▶ **Consigne**: Repère dans les entrées ci-dessous chaque ligne où figure le mot « tree », puis recopie ces lignes.

▶ **Entrées fournies**:

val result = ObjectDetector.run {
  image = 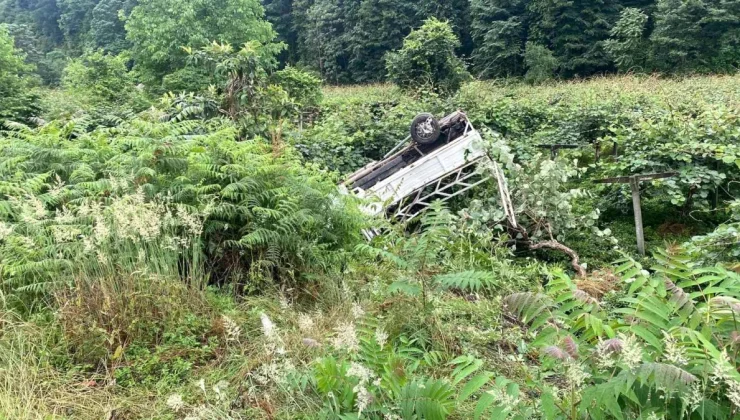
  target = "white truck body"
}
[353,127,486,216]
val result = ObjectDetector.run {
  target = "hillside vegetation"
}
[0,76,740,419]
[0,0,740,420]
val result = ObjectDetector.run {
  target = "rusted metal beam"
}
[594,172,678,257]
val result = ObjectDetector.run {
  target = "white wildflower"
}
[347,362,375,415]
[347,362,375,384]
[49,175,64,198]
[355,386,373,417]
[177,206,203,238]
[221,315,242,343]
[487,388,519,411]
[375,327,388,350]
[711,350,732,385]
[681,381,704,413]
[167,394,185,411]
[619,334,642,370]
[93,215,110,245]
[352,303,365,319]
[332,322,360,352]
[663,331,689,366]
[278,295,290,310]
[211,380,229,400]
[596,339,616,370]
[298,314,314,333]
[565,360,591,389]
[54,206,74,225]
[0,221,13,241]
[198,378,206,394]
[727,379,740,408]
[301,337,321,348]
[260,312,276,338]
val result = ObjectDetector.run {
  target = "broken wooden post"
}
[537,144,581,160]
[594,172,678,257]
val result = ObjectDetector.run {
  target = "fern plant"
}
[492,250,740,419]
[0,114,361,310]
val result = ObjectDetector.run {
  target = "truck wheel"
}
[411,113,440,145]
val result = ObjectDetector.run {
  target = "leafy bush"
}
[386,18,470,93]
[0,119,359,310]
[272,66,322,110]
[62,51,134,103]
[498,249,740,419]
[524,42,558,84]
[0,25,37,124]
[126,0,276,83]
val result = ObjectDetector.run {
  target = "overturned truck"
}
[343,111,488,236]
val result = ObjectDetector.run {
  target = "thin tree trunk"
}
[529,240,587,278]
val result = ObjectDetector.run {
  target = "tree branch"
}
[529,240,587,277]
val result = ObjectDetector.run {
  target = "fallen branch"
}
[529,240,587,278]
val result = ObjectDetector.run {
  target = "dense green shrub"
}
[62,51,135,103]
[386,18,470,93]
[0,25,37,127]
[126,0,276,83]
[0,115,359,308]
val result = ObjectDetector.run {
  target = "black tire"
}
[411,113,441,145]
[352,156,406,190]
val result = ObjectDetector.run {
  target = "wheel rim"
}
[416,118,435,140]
* * *
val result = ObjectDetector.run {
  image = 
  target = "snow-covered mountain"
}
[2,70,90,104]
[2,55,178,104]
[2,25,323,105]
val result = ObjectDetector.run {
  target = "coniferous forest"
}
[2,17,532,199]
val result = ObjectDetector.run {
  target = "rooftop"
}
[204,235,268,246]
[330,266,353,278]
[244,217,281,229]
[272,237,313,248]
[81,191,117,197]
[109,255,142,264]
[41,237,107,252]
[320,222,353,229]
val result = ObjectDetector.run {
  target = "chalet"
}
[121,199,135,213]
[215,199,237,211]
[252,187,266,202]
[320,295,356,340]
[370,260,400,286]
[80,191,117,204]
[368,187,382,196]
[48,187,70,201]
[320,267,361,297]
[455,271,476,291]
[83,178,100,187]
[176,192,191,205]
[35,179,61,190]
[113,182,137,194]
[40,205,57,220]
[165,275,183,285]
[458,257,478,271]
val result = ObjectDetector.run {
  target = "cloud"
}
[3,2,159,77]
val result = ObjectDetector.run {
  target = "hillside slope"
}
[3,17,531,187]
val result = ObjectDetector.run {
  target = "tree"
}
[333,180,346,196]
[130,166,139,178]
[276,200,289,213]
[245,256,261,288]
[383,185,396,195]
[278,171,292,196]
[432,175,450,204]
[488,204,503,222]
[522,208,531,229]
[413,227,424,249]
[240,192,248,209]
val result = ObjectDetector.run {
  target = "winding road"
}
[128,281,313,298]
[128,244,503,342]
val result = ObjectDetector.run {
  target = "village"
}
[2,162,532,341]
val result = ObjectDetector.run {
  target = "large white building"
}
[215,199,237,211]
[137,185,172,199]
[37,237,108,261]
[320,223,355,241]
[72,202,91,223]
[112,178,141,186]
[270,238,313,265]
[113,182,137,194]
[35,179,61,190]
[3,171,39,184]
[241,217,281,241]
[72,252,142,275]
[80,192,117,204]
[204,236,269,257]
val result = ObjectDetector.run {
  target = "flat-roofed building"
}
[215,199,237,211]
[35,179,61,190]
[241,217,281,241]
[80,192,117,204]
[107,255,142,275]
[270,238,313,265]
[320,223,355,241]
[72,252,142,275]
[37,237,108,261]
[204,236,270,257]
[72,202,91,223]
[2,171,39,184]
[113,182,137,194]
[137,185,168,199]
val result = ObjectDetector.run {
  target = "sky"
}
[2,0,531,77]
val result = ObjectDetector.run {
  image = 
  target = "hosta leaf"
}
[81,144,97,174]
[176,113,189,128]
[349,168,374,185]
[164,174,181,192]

▶ **Réponse attendue**:
  target = "thin tree trunk"
  target = "tree branch"
  target = "tree"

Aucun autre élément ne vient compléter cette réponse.